━━━━━ EXTRACTED INFORMATION

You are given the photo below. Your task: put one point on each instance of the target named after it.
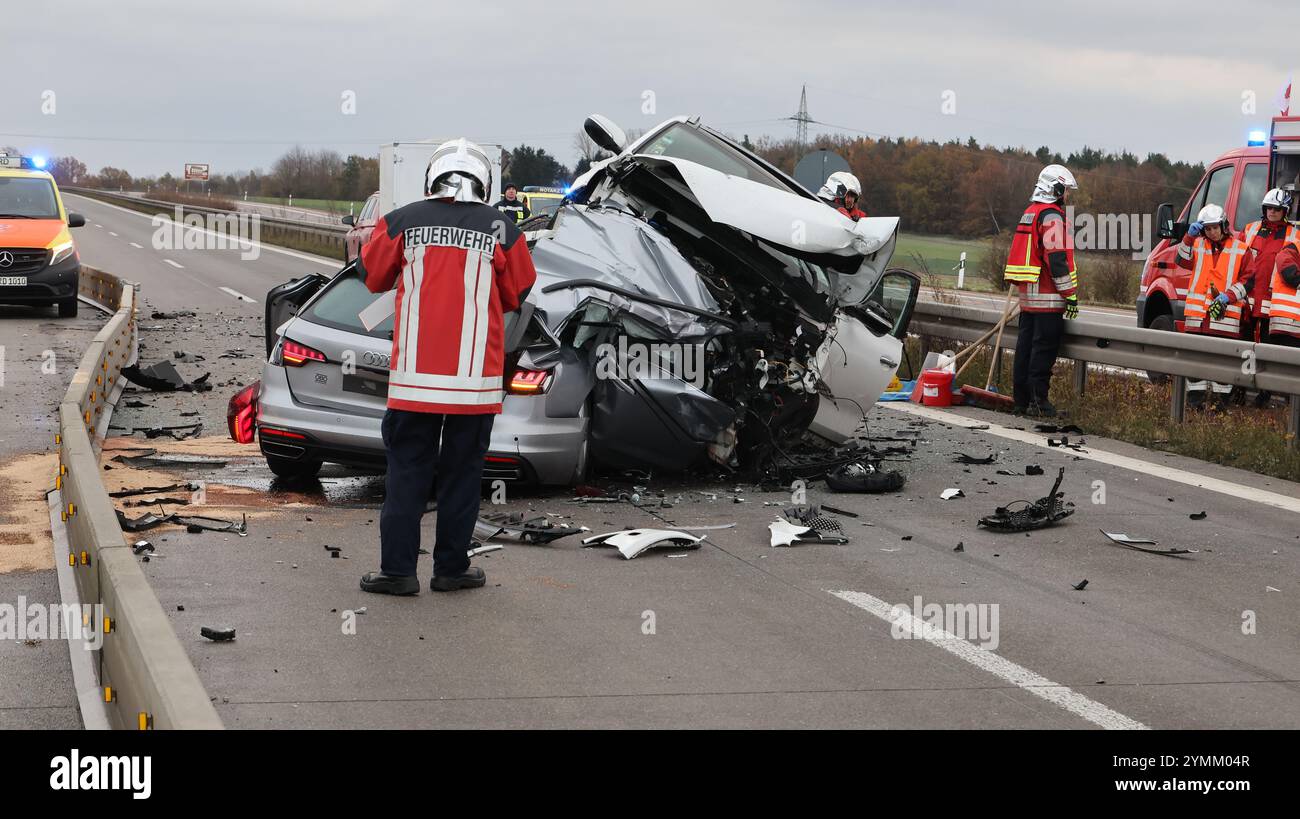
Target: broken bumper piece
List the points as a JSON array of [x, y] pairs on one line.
[[633, 542], [1045, 511]]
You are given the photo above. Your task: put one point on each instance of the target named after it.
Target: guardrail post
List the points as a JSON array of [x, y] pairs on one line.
[[1178, 398], [1292, 420]]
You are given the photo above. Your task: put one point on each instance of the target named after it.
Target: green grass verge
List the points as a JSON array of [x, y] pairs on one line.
[[329, 206], [1132, 410], [268, 234]]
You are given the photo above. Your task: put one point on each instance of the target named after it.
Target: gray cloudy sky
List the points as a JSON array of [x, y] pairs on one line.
[[148, 85]]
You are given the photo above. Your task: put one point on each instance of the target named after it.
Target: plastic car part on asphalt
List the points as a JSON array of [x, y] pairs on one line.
[[633, 542], [1043, 512]]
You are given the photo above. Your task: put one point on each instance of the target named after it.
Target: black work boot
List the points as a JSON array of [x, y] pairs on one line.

━━━━━━━━━━

> SET TASK: Could you swap "photo" for "image" in the rows, from the first line up to and including the line with "[[148, 85]]", with everything else unchanged and the pictures left out?

> RESPONSE:
You are given the image below. Your task: put one point on each instance of the target named after it.
Target: broken bumper piece
List the points as a JSON array of [x, y] pairs on one line.
[[633, 542], [1045, 511]]
You are given the image above. Your task: put one point on each instance of the target named after it.
Target: guardrail post
List the points as a JSON array of [x, y] pairs on one line.
[[1178, 398], [1292, 420]]
You are given the image above. Your task: put one point on each instance of the target named after it.
Target: green grass verge
List the points as a JSON array of [x, y] pairs on one line.
[[329, 206], [1132, 410], [268, 234]]
You are given the image above. Your task: put one point on each instance of the target named after it.
Target: gray cloudy sky
List the points as a JSON array of [x, y] pairs on one line.
[[148, 85]]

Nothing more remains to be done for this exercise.